- WHAT TO PRODUCE: Every entry below should be repeated exactly; the pictures should not.

- DATA EXCERPTS:

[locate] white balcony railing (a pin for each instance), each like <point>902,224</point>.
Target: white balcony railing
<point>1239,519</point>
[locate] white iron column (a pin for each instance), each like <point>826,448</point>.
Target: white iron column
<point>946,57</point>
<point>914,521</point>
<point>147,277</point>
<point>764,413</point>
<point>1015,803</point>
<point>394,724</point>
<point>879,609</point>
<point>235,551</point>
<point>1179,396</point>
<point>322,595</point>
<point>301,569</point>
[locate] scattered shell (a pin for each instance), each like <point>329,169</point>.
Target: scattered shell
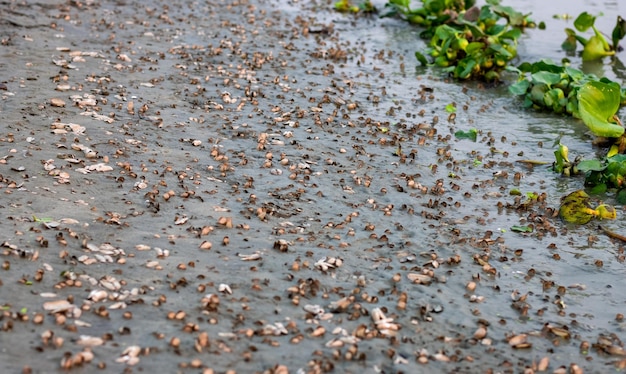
<point>251,257</point>
<point>223,287</point>
<point>56,102</point>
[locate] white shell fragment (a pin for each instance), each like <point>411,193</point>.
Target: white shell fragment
<point>250,257</point>
<point>326,263</point>
<point>384,325</point>
<point>225,288</point>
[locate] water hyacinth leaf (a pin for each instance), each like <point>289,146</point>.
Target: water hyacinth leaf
<point>464,70</point>
<point>621,196</point>
<point>474,46</point>
<point>570,43</point>
<point>421,58</point>
<point>498,48</point>
<point>619,31</point>
<point>584,21</point>
<point>590,165</point>
<point>471,134</point>
<point>597,104</point>
<point>574,74</point>
<point>520,87</point>
<point>546,78</point>
<point>617,158</point>
<point>595,49</point>
<point>512,34</point>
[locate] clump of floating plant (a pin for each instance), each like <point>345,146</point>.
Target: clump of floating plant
<point>347,6</point>
<point>597,46</point>
<point>478,43</point>
<point>576,208</point>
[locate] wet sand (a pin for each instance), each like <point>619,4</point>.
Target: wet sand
<point>264,186</point>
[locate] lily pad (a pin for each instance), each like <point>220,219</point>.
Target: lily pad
<point>598,103</point>
<point>590,165</point>
<point>469,134</point>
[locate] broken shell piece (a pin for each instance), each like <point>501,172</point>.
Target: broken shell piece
<point>59,103</point>
<point>225,288</point>
<point>210,302</point>
<point>276,329</point>
<point>281,245</point>
<point>88,152</point>
<point>326,263</point>
<point>384,325</point>
<point>89,341</point>
<point>251,257</point>
<point>58,306</point>
<point>519,341</point>
<point>97,295</point>
<point>419,278</point>
<point>130,356</point>
<point>314,309</point>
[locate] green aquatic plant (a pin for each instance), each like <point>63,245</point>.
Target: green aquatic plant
<point>576,208</point>
<point>598,103</point>
<point>546,85</point>
<point>596,46</point>
<point>347,6</point>
<point>431,13</point>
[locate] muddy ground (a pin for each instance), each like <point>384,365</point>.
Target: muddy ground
<point>263,186</point>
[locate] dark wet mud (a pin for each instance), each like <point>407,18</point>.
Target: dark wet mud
<point>264,186</point>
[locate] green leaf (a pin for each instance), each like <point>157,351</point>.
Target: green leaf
<point>621,197</point>
<point>521,229</point>
<point>590,165</point>
<point>595,49</point>
<point>471,134</point>
<point>474,46</point>
<point>546,78</point>
<point>421,58</point>
<point>597,105</point>
<point>584,21</point>
<point>619,31</point>
<point>569,45</point>
<point>519,88</point>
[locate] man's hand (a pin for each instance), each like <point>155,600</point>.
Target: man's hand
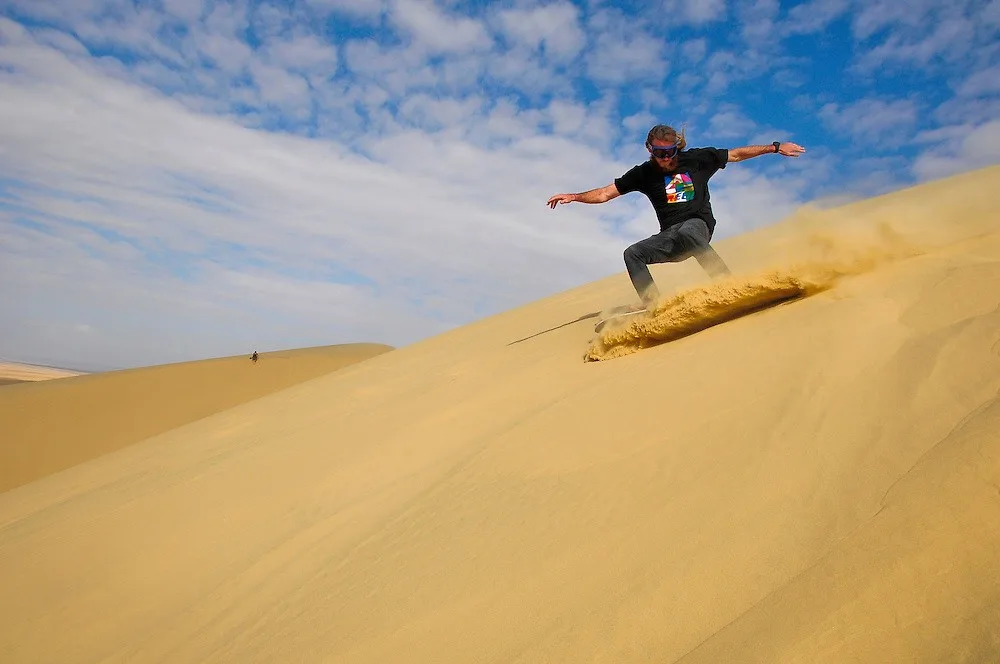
<point>599,195</point>
<point>561,198</point>
<point>751,151</point>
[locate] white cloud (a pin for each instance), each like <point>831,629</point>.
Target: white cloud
<point>872,120</point>
<point>304,53</point>
<point>554,28</point>
<point>758,17</point>
<point>730,122</point>
<point>437,31</point>
<point>187,10</point>
<point>703,11</point>
<point>153,211</point>
<point>962,148</point>
<point>624,50</point>
<point>983,82</point>
<point>356,8</point>
<point>813,16</point>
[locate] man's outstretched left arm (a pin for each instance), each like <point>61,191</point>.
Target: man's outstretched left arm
<point>751,151</point>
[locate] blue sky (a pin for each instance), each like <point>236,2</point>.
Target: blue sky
<point>193,178</point>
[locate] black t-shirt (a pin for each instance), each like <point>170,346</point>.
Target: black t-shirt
<point>682,194</point>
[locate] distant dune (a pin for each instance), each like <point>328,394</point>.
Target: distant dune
<point>812,482</point>
<point>13,372</point>
<point>52,425</point>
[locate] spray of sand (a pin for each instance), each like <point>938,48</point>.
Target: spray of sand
<point>828,257</point>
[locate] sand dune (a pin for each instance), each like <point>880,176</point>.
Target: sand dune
<point>54,425</point>
<point>815,482</point>
<point>14,372</point>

- RESPONSE TO THIS TASK:
[locate] white balcony railing (a pin for each instance), each like <point>902,224</point>.
Target: white balcony railing
<point>1239,519</point>
[locate] white iron column (a pin for each instance), each like <point>826,448</point>.
Target: white iron column
<point>946,57</point>
<point>914,521</point>
<point>147,277</point>
<point>764,413</point>
<point>1015,803</point>
<point>394,724</point>
<point>879,609</point>
<point>235,551</point>
<point>1179,396</point>
<point>322,595</point>
<point>301,569</point>
[locate] scattered shell (a pin for each instance), each like <point>329,169</point>.
Target: scattered shell
<point>251,257</point>
<point>223,287</point>
<point>56,102</point>
[locate] white shell fragment (a pin for each instance), each like <point>411,193</point>.
Target: white shell fragment
<point>250,257</point>
<point>326,263</point>
<point>384,325</point>
<point>225,288</point>
[locate] water hyacinth leaf (a pin for each instance), each like <point>289,146</point>.
Target: water hyacinth leaf
<point>464,70</point>
<point>621,196</point>
<point>474,46</point>
<point>570,43</point>
<point>421,58</point>
<point>498,48</point>
<point>619,31</point>
<point>584,21</point>
<point>590,165</point>
<point>471,134</point>
<point>597,104</point>
<point>574,74</point>
<point>520,87</point>
<point>546,78</point>
<point>617,158</point>
<point>595,49</point>
<point>512,34</point>
[locate] clump of floating plant (a pin for each instance), each like <point>345,146</point>.
Target: clump of floating plant
<point>347,6</point>
<point>597,46</point>
<point>478,43</point>
<point>576,208</point>
[locate] wet sand (a pin for each instance), each like <point>619,4</point>.
Target: wet sand
<point>264,186</point>
[locate] lily pad (a pin for each instance), each like <point>220,219</point>.
Target: lily pad
<point>598,103</point>
<point>590,165</point>
<point>469,134</point>
[locate] broken shell piece (a pin for each instance), each like <point>501,172</point>.
Target: broken shell piece
<point>59,103</point>
<point>225,288</point>
<point>210,302</point>
<point>276,329</point>
<point>281,245</point>
<point>88,152</point>
<point>326,263</point>
<point>384,325</point>
<point>89,341</point>
<point>251,257</point>
<point>58,306</point>
<point>519,341</point>
<point>97,295</point>
<point>419,278</point>
<point>130,356</point>
<point>314,309</point>
[locate] green aquatic plant (a pin for each instance), each like <point>63,245</point>.
Target: green aquatic plant
<point>576,208</point>
<point>598,103</point>
<point>546,85</point>
<point>596,46</point>
<point>347,6</point>
<point>431,13</point>
[locate] muddy ground (a pin for each instance), each like <point>384,365</point>.
Target: muddy ground
<point>263,186</point>
[locate] dark wet mud (a pin for each instance), each like <point>407,18</point>.
Target: dark wet mud
<point>264,186</point>
[locate] green leaf (a pin for each instance), each like <point>157,351</point>.
Target: green leaf
<point>621,197</point>
<point>521,229</point>
<point>590,165</point>
<point>595,49</point>
<point>471,134</point>
<point>474,46</point>
<point>546,78</point>
<point>421,58</point>
<point>597,105</point>
<point>584,21</point>
<point>619,31</point>
<point>569,45</point>
<point>519,88</point>
[locate] man's hand (a pin for each instance), each like <point>155,600</point>.
Target: man's hand
<point>599,195</point>
<point>561,198</point>
<point>751,151</point>
[locate] white cloud (a pin for each instance), each like <point>831,629</point>.
Target: white cloud
<point>872,120</point>
<point>304,53</point>
<point>554,28</point>
<point>758,17</point>
<point>730,122</point>
<point>437,31</point>
<point>187,10</point>
<point>703,11</point>
<point>153,211</point>
<point>962,148</point>
<point>624,50</point>
<point>983,82</point>
<point>356,8</point>
<point>813,16</point>
[locate] man's outstretched left arm (a pin for each instance), each like <point>61,191</point>.
Target: man's outstretched left arm
<point>751,151</point>
[locate] blue sky (a pin for each instance), each like <point>236,2</point>.
Target: blue sky
<point>193,178</point>
[locate] black t-shirt (a pin for each instance), each like <point>170,346</point>.
Target: black t-shirt
<point>682,194</point>
[locate] distant dune (a pin for each instance), each like <point>328,394</point>.
Target: distant dune
<point>812,482</point>
<point>13,372</point>
<point>52,425</point>
[locate] spray of sand (a pin for each instance), each like <point>938,48</point>.
Target: spray of sand
<point>828,257</point>
[locate] sand dune (a pin for each instance), each like <point>880,176</point>.
Target: sand dune
<point>54,425</point>
<point>815,482</point>
<point>14,372</point>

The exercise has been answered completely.